> Consignes:
(A) Dans le texte à lire, quel personnage prend le rôle de meneuse ?
(B) Résume sous forme de liste le paragraphe du texte à lire qui commence par « J'aime bien Oxan ».
(C) Dans le texte à lire, recopie mot pour mot le passage qui commence aux mots « Les différentes hypothèses » et arrête-toi après « intuition se confirme. ».

J'aime bien Oxan, son pdv m'a permis de bien l'identifier et de commencer à percevoir son caractère et sa place dans le groupe. Je trouve que l'introspection fonctionne bien et le fait qu'elle prenne le rôle de meneuse est amené tout en naturel et en finesse. J'espère que les prochains pdvs des garçons permettront de mieux les identifier, je ne m'inquiète pas trop pour ça^^
Les chapitres courts aident à jouer sur ce sentiment assez oppressant vu qu'on
a les différents pdv des enfants.
Les différentes hypothèses qu'ils émettent à l'oral (vaisseau téléguidé à distance et cie) sont assez inquiétantes mais mon petit doigt me dit qu'ils vont pas tarder à rencontrer quelqu'un. Je verrai si mon intuition se confirme.

> Liste des items:
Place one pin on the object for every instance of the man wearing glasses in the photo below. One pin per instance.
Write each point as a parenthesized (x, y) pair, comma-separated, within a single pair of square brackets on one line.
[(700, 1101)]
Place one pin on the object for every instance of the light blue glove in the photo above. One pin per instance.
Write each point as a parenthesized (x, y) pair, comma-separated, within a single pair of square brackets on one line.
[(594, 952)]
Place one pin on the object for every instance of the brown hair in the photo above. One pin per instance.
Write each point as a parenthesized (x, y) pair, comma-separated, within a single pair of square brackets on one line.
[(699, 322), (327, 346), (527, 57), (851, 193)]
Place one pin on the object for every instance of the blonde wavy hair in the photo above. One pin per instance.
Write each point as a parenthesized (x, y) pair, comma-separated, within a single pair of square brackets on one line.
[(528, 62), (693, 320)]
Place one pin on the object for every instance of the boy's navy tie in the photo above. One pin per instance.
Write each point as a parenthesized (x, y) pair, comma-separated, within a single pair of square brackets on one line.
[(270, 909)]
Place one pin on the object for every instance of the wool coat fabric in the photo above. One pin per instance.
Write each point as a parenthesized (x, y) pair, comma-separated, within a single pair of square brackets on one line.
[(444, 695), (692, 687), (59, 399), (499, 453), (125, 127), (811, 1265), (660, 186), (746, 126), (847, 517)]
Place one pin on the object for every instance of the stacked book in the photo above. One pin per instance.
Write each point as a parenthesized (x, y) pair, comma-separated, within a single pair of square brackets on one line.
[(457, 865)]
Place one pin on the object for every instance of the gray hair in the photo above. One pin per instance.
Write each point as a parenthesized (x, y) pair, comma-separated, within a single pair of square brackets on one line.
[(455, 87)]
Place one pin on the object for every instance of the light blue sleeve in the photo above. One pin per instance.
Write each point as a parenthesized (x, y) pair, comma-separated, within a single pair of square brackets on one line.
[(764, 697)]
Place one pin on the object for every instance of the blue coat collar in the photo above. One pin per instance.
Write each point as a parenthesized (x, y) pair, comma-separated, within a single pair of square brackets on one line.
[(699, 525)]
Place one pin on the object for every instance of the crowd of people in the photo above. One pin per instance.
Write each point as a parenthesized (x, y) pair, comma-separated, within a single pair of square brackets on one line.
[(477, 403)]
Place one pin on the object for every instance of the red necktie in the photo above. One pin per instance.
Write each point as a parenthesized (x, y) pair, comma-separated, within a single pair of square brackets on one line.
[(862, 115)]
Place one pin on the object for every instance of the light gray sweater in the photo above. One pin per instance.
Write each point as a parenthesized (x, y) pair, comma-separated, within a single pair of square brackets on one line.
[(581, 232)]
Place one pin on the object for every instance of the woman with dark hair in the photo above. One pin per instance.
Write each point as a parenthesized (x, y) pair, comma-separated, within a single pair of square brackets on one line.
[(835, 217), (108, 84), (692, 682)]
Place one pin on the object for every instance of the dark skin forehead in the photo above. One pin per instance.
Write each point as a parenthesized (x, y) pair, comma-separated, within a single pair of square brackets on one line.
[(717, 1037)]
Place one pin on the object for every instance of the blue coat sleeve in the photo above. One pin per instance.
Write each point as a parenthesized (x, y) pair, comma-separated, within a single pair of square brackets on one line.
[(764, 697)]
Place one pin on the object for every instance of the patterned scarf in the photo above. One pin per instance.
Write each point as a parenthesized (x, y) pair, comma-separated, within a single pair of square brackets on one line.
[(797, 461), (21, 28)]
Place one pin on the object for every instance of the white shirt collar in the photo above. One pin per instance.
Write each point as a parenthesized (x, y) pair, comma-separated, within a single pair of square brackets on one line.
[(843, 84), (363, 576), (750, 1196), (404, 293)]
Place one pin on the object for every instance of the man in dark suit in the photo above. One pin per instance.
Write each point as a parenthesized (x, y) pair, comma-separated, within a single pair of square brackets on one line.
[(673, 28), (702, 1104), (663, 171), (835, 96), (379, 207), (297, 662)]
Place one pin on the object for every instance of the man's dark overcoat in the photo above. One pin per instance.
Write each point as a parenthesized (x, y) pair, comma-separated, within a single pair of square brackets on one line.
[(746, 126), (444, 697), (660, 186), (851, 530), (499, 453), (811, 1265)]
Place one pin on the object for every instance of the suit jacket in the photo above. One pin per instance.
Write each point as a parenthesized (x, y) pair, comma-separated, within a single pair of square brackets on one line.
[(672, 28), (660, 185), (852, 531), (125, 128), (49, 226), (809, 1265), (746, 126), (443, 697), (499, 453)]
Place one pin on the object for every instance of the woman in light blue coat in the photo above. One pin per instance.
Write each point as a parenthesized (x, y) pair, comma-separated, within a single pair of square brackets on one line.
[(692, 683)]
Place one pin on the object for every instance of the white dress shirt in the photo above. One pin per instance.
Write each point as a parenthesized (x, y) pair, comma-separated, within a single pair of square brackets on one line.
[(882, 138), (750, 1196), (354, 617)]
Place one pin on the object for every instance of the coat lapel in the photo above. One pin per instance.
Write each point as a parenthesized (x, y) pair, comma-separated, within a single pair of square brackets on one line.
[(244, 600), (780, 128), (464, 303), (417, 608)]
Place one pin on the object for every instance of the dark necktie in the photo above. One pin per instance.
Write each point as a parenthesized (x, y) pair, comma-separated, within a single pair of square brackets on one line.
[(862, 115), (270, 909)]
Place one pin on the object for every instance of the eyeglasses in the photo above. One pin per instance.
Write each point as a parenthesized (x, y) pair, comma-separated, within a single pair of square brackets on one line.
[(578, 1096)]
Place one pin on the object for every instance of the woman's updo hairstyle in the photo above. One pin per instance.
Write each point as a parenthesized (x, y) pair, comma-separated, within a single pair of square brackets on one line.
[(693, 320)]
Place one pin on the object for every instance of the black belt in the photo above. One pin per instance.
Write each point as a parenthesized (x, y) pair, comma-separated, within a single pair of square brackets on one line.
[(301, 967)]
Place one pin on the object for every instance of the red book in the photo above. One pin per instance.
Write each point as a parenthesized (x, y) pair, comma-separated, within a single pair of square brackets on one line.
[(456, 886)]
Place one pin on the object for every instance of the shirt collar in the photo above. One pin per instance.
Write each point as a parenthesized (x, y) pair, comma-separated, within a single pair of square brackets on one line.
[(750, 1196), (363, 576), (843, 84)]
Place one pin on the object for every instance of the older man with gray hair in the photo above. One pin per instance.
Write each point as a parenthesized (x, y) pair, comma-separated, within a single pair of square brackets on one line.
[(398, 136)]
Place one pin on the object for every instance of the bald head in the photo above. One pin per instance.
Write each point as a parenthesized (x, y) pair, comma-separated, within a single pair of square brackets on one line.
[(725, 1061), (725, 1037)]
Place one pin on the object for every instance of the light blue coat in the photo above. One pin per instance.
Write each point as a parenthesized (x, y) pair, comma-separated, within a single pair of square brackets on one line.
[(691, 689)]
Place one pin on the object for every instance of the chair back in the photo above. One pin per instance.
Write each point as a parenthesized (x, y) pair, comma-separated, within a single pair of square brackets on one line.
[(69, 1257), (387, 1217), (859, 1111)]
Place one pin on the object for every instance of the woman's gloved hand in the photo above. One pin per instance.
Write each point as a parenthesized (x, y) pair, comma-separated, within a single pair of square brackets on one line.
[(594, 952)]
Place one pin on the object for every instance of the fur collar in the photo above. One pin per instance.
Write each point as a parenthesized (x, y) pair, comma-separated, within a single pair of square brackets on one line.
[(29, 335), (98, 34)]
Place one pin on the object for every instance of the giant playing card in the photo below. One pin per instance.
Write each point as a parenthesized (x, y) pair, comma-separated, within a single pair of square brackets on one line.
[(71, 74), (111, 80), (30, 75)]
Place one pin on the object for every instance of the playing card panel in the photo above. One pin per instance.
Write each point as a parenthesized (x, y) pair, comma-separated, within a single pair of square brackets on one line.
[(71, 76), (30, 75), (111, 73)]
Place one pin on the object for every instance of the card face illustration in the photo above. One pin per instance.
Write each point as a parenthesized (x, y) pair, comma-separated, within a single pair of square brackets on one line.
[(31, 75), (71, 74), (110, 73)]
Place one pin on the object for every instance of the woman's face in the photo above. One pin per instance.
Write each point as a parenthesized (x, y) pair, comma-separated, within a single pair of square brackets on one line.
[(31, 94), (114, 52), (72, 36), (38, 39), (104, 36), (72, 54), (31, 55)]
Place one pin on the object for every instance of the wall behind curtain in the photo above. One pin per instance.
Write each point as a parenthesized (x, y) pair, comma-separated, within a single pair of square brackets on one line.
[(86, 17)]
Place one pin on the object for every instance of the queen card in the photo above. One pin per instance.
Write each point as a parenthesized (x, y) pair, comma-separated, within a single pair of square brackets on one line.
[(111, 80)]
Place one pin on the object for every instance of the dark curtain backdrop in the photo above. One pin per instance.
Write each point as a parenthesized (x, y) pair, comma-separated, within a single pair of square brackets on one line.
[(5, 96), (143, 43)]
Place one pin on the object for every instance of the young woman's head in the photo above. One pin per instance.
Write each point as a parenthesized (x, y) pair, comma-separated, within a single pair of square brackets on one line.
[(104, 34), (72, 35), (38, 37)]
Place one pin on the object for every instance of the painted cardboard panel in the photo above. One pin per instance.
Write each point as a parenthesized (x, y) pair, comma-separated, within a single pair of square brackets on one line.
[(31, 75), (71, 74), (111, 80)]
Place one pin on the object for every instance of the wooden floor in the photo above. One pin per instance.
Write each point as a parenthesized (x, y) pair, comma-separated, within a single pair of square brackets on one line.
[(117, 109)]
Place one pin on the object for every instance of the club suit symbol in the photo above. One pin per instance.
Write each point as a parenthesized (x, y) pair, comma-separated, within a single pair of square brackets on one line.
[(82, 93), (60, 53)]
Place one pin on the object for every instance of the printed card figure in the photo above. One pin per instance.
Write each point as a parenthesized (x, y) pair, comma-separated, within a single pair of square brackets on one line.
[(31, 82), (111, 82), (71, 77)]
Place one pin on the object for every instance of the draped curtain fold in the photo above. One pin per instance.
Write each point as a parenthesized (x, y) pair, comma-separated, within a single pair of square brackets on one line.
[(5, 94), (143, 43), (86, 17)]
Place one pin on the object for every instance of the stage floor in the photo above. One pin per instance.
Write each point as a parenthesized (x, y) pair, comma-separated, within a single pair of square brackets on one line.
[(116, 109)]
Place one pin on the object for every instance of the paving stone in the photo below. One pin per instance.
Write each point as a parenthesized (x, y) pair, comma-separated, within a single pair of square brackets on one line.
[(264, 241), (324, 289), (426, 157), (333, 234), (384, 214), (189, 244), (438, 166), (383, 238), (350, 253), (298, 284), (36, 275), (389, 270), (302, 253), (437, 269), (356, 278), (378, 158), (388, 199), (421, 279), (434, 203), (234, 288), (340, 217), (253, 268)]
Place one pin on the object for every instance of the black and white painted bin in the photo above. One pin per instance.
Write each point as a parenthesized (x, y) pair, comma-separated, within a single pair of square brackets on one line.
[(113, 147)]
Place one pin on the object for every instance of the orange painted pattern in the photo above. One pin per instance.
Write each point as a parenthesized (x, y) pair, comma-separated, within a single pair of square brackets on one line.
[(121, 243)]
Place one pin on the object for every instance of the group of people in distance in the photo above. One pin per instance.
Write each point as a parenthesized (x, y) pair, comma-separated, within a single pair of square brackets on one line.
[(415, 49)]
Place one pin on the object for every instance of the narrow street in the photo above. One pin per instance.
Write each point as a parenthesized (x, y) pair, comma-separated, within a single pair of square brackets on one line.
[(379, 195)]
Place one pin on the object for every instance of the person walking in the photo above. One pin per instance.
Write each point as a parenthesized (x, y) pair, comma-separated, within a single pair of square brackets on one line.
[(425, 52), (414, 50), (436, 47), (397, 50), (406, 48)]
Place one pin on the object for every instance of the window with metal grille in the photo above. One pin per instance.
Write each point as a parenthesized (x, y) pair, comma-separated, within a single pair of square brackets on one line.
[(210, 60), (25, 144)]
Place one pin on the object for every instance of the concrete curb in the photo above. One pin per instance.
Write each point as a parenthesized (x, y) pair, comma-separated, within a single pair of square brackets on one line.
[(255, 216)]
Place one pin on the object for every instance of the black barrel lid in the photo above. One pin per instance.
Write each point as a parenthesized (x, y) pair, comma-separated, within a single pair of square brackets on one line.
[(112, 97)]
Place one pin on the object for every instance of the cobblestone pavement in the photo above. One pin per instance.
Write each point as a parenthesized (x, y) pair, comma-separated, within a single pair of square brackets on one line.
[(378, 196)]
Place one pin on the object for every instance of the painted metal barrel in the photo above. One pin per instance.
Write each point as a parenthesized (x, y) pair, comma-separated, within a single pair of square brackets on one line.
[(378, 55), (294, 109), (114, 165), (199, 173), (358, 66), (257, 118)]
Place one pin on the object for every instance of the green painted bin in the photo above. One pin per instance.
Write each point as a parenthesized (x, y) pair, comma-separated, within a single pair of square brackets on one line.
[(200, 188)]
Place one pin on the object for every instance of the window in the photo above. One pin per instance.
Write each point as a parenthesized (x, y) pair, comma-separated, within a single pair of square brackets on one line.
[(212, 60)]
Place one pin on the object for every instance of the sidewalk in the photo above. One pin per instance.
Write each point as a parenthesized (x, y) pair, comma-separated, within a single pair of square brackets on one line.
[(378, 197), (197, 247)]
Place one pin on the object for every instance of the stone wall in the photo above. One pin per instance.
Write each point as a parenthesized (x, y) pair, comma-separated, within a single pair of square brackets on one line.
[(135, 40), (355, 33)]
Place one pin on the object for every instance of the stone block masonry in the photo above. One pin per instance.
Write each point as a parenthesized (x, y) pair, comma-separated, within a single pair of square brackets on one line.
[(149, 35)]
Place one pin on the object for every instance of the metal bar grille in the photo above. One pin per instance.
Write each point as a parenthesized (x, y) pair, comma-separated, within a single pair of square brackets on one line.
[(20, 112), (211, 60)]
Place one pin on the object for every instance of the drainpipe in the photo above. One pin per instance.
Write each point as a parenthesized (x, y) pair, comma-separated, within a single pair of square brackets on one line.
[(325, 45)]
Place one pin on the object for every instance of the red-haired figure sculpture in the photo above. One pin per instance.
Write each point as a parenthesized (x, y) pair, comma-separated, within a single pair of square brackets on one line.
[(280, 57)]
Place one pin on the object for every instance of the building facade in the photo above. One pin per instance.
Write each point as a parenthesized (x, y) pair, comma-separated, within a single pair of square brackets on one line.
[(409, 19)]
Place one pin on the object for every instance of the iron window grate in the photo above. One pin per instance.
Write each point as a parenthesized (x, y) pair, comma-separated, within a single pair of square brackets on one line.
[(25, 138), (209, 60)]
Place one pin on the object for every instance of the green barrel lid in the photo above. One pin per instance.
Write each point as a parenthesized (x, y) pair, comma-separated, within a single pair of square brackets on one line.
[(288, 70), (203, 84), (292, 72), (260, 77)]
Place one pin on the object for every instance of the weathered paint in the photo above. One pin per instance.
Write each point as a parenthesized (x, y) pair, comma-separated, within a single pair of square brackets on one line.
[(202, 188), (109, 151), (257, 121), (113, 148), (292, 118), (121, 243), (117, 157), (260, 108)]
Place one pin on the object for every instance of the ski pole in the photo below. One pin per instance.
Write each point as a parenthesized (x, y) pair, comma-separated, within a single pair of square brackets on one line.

> Réponses:
(A) Oxan.

(B)
- Le point de vue d'Oxan permet de bien l'identifier et de percevoir son caractère et sa place dans le groupe.
- L'introspection fonctionne bien.
- Oxan prend le rôle de meneuse de façon naturelle et fine.
- Les prochains points de vue des garçons devraient aider à mieux les identifier, sans grande inquiétude à ce sujet.

(C)
Les différentes hypothèses qu'ils émettent à l'oral (vaisseau téléguidé à distance et cie) sont assez inquiétantes mais mon petit doigt me dit qu'ils vont pas tarder à rencontrer quelqu'un. Je verrai si mon intuition se confirme.